— begin —

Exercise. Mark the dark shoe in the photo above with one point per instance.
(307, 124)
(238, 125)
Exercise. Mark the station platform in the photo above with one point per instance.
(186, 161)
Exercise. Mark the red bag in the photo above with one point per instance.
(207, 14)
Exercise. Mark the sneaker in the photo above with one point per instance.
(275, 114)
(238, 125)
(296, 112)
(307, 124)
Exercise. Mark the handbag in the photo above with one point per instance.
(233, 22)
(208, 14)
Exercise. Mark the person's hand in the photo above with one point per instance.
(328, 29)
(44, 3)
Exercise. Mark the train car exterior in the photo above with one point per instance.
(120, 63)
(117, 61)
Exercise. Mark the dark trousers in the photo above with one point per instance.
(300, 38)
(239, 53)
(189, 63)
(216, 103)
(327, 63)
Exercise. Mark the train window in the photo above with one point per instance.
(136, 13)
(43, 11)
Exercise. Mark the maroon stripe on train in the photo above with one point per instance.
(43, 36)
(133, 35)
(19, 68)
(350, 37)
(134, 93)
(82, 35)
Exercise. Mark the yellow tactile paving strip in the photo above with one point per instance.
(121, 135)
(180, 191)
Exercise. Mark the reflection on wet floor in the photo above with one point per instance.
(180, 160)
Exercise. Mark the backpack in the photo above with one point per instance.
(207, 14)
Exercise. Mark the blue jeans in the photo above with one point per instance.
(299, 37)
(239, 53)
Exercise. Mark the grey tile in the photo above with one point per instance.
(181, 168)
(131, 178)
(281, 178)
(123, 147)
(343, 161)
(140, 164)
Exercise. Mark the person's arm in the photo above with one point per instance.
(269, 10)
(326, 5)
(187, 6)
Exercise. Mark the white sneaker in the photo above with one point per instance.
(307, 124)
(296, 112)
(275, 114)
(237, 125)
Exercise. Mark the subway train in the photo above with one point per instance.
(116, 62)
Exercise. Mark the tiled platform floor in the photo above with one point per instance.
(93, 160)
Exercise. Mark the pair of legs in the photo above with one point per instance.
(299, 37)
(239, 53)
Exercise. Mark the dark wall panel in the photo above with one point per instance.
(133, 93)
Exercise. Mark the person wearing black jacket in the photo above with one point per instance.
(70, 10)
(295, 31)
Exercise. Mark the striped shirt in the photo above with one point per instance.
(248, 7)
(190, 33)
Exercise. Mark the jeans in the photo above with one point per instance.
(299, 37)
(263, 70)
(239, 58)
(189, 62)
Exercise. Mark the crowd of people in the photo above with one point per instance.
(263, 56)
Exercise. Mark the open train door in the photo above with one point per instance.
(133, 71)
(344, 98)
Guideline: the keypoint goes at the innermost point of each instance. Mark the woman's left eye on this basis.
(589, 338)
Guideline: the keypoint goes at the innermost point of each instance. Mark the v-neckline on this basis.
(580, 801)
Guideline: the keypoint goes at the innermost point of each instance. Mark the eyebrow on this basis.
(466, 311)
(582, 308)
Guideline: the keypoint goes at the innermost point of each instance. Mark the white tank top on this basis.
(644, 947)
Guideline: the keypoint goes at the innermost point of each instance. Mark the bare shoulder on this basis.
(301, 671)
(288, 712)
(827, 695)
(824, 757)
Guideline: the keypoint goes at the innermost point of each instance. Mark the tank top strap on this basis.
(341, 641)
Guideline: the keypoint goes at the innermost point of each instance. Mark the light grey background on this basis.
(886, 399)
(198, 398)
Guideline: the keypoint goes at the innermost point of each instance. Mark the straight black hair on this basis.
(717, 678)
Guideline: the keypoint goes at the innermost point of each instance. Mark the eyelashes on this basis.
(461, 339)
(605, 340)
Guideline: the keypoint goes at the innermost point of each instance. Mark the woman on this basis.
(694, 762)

— end —

**Task instructions**
Repeat exactly the lines above, starting with the line that contains "Exercise. Mark the crowd" and ending with the last line, both included, and nothing else.

**Written response**
Exercise. Mark the crowd of people in the photo above with one point per instance.
(263, 56)
Exercise. Mark the open train door in the photo above with one point per instance.
(133, 71)
(344, 98)
Guideline: the keypoint goes at the innermost point of each instance. Mark the woman's left eye on this basis.
(589, 338)
Guideline: the keypoint goes at the innermost point of each instance. Mark the v-neckline on this basis.
(580, 801)
Guideline: the keypoint goes at the innermost point of each instance. Mark the eyebrow on this basis.
(466, 311)
(582, 308)
Guideline: the keypoint goes at the innermost point of each instance. Mark the white tank top on this basis.
(644, 947)
Guideline: the keypoint goes at the innermost point of each instance. Mark the bare shoulder on this basis.
(301, 671)
(288, 712)
(827, 695)
(824, 757)
Guideline: the keypoint goes at the innermost point of each instance. Mark the tank top strap on this basis.
(341, 641)
Guideline: the keypoint goes at the innermost point of each instance. Mark the light grey background on this basis.
(886, 399)
(198, 398)
Guideline: the keypoint goes at the innermost point of each instance. Mark the straight black hair on this basis.
(717, 678)
Guideline: the keypoint goes at the innermost point of each instance. Mark the eyelashes on this basis.
(461, 339)
(605, 340)
Guideline: the keypoint goes at the innermost point of each instance. Mark the woman on this basis.
(694, 762)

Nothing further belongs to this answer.